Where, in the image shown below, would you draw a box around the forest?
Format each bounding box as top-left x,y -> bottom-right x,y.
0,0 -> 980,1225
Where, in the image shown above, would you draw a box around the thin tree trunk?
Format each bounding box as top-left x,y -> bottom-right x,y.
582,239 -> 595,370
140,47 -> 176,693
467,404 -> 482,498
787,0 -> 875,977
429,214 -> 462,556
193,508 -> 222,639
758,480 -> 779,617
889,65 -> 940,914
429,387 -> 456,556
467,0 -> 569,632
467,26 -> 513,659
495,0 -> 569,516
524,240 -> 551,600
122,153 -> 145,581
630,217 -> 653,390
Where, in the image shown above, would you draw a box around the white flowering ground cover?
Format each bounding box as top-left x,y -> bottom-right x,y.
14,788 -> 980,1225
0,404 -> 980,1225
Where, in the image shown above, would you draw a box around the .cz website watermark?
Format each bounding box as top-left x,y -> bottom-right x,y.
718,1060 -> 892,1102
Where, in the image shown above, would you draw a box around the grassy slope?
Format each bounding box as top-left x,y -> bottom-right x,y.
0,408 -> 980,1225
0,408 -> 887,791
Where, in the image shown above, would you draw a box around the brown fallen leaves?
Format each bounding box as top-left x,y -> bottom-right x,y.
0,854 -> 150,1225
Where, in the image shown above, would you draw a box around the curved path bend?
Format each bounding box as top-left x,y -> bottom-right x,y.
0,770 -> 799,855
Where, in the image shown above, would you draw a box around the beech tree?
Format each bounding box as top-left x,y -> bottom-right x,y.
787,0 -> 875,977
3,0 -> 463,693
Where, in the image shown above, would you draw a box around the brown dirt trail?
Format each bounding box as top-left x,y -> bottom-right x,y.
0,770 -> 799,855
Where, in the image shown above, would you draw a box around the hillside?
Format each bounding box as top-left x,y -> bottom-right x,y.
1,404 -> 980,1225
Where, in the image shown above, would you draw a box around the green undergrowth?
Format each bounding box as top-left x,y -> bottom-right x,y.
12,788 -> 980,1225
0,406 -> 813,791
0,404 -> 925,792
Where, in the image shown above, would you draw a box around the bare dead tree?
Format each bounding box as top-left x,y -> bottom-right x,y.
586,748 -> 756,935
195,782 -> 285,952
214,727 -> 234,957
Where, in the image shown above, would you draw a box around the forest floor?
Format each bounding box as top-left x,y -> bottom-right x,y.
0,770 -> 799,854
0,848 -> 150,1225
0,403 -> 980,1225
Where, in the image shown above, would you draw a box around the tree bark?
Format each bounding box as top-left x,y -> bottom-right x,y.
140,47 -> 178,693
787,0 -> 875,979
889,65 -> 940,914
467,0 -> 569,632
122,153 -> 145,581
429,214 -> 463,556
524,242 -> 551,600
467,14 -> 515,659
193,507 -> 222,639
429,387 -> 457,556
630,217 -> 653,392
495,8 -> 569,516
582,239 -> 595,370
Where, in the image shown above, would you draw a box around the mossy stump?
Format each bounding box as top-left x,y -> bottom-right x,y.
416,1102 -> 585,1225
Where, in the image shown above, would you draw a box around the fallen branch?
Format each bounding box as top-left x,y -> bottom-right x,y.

Challenge
Reproduce every item above, swapping "draw a box around" for "place a bounding box around" wherever it appears and leaving everything else unchanged.

Output below
Where, in the image shown below, would you place a bounding box around the forest?
Format each bounding box as top-left x,y -> bottom-right x,y.
0,0 -> 980,1225
Where, in the image shown above, would you place a bounding box around the thin tree trunk?
Format each bounding box as top-left x,y -> bottom-right x,y.
582,239 -> 595,370
140,47 -> 176,693
467,404 -> 482,498
787,0 -> 875,977
429,214 -> 462,556
193,508 -> 222,639
758,480 -> 779,617
889,65 -> 940,914
429,387 -> 456,556
467,0 -> 569,632
467,26 -> 513,659
495,0 -> 569,516
524,240 -> 551,600
122,153 -> 145,581
630,217 -> 653,390
Where, in the image shown above, would you place a bounding box around the white flowering ground cover?
Format each bounding box as top-left x,y -> bottom-right x,y.
14,788 -> 980,1225
0,404 -> 980,1225
Where, in the image shown above, would you place a bounding box around the .cz website watermark?
Format each bounding box as top-left x,y -> bottom-right x,y.
718,1060 -> 892,1102
Where, in the image shown above, would you place a bounding box around the grassy slope?
Format each bounding box as top-left x,y -> bottom-right x,y.
0,408 -> 980,1225
0,408 -> 887,791
Where, in the image shown above, would you place a bounding box around the brown fallen leaves?
Format each bounding box as top-left x,y -> bottom-right x,y.
0,854 -> 150,1225
Where, in the image shown above, would you place a bounding box around the curved path bend?
Format each bounding box as top-left x,y -> bottom-right x,y.
0,770 -> 799,855
Where, in the image shown above, would you place a bounding box around the beech tree?
Format each bounding box as top-left x,y -> bottom-right x,y.
787,0 -> 875,977
3,0 -> 463,693
Where, in the image shown above, would you place a bounding box around the brown dirt trail?
Format each bounding box as top-left x,y -> bottom-right x,y.
0,770 -> 799,855
Where, in the image shown above, would you place a bounding box around the hillside?
Format each bounding box as top-left x,y -> bottom-right x,y.
1,404 -> 980,1225
Where, in the image shown above, would you place a bounding box around the green undergrowth?
Format each bounding box as top-left x,y -> bottom-right x,y.
12,788 -> 980,1225
0,406 -> 813,791
0,404 -> 925,792
Where, in the image shown above, would you place a bounding box around the bare dead tree?
Format each bounding box as top-left x,y -> bottom-right x,y.
586,748 -> 756,935
195,782 -> 285,952
214,727 -> 234,957
Where, in the image shown above, would you place a bounding box around the forest floor?
Format each bounding box as top-left x,y -> bottom-right x,y.
0,770 -> 799,854
0,848 -> 150,1225
0,403 -> 980,1225
Where, in the image shown above, would you place a bounding box around the tree bark?
Format each bounding box as top-left x,y -> bottom-right x,y.
140,47 -> 178,693
787,0 -> 875,979
889,65 -> 940,914
467,0 -> 569,632
122,153 -> 145,581
429,214 -> 463,556
524,242 -> 551,600
467,14 -> 515,659
193,507 -> 222,639
429,387 -> 457,556
630,217 -> 653,392
495,8 -> 569,516
582,239 -> 595,370
Where, in the image shown above, would you place a bounding box around the mossy stump?
Format each bounding box as top-left x,y -> bottom-right x,y.
416,1102 -> 585,1225
Where, in the image shown above, would you place a bounding box around the fallen branch?
Format each bounding box as top-left x,y -> bottom-right x,y.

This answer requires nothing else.